TEXTE À LIRE:

On appelle ça l'expérience



pour m'écrire























































hier demain
Lundi 10 septembre 2001

Au fond, j'avais peut-être tort l'autre jour : c'est quand même bien de devenir vieux. Pas en soi, bien sûr : cela reste terriblement usant de voir les muscles s'amollir et le rythme vital se ralentir. Mais, pour toute une série de détails presque imperceptibles, voir les années diminuer c'est aussi voir les certitudes augmenter. Dans ce cas là, on nomme la vieillesse expérience. Et l'expérience, c'est bien un savoir que la jeunesse ne pourra jamais apprendre.

ENTRÉES AFFICHÉES:
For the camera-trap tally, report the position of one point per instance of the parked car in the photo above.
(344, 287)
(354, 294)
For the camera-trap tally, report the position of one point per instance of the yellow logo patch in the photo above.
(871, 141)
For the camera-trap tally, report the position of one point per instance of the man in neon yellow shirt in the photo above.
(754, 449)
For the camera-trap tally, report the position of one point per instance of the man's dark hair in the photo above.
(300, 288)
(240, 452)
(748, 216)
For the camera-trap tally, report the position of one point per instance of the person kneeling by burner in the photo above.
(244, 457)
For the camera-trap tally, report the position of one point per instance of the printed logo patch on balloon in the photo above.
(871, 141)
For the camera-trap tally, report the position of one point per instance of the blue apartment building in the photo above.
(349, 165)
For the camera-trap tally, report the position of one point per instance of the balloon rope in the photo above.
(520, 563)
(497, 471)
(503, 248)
---
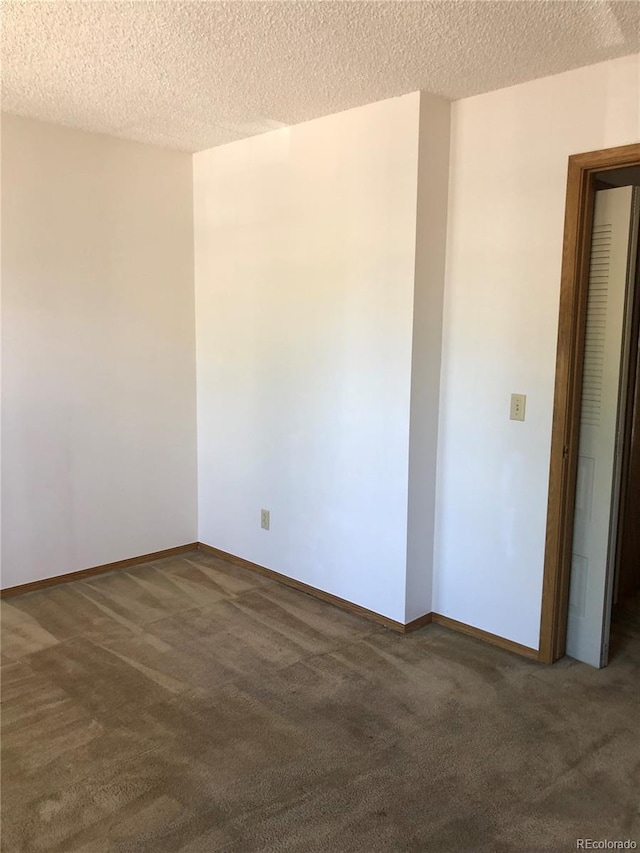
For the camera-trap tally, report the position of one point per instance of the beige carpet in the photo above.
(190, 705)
* * *
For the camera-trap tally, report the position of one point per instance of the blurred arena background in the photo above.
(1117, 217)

CONSIGNE 1: D'après le texte sur la vieillesse, quel nom donne-t-on à la vieillesse quand les certitudes augmentent avec les années ?
CONSIGNE 2: Renvoyez, s'il vous plaît, chaque ligne des entrées qui contient le mot « patch ».

RÉPONSE FINALE 1: On la nomme expérience.

RÉPONSE FINALE 2:
For the camera-trap tally, report the position of one point per instance of the yellow logo patch in the photo above.
For the camera-trap tally, report the position of one point per instance of the printed logo patch on balloon in the photo above.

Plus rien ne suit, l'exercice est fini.